- **GIVEN INSTRUCTION**
Render the rows below as a numbered list of their lines, leaving out any blank lines.

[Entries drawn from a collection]
※

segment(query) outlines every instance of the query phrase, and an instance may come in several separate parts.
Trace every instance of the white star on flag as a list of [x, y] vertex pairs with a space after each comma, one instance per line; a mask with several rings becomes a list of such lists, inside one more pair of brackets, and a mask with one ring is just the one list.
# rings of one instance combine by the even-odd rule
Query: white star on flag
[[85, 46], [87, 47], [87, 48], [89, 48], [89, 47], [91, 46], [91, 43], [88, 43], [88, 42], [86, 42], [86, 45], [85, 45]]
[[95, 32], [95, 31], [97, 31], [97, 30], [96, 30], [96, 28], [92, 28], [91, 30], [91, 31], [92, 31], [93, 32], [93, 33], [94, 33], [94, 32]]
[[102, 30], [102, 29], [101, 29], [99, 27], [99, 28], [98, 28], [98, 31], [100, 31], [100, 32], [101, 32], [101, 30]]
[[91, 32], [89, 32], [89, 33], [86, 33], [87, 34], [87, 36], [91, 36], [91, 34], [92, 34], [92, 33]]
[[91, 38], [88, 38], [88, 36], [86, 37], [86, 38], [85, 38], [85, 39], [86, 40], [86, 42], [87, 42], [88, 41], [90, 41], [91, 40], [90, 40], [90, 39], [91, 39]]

※

- **ANSWER TO THE EXERCISE**
1. segment(query) outlines every instance of the query phrase, and an instance may come in several separate parts.
2. Trace every instance of the white star on flag as a list of [x, y] vertex pairs with a space after each comma, one instance per line; a mask with several rings becomes a list of such lists, inside one more pair of brackets, and a mask with one ring is just the one list.
3. # rings of one instance combine by the even-odd rule
4. Query: white star on flag
5. [[85, 46], [87, 47], [87, 48], [89, 48], [89, 47], [91, 46], [91, 43], [88, 43], [88, 42], [86, 42], [86, 45], [85, 45]]
6. [[95, 32], [95, 31], [97, 31], [97, 30], [96, 30], [96, 28], [92, 28], [91, 30], [91, 31], [92, 31], [93, 32], [93, 33], [94, 33], [94, 32]]
7. [[102, 30], [102, 29], [101, 29], [99, 27], [99, 28], [98, 28], [98, 31], [100, 31], [100, 32], [101, 32], [101, 30]]
8. [[91, 32], [89, 32], [89, 33], [86, 33], [87, 34], [87, 36], [91, 36], [91, 34], [92, 34], [92, 33]]
9. [[91, 38], [88, 38], [88, 36], [86, 37], [86, 38], [85, 38], [85, 39], [86, 40], [86, 42], [87, 42], [88, 41], [90, 41], [91, 40], [90, 40], [90, 39], [91, 39]]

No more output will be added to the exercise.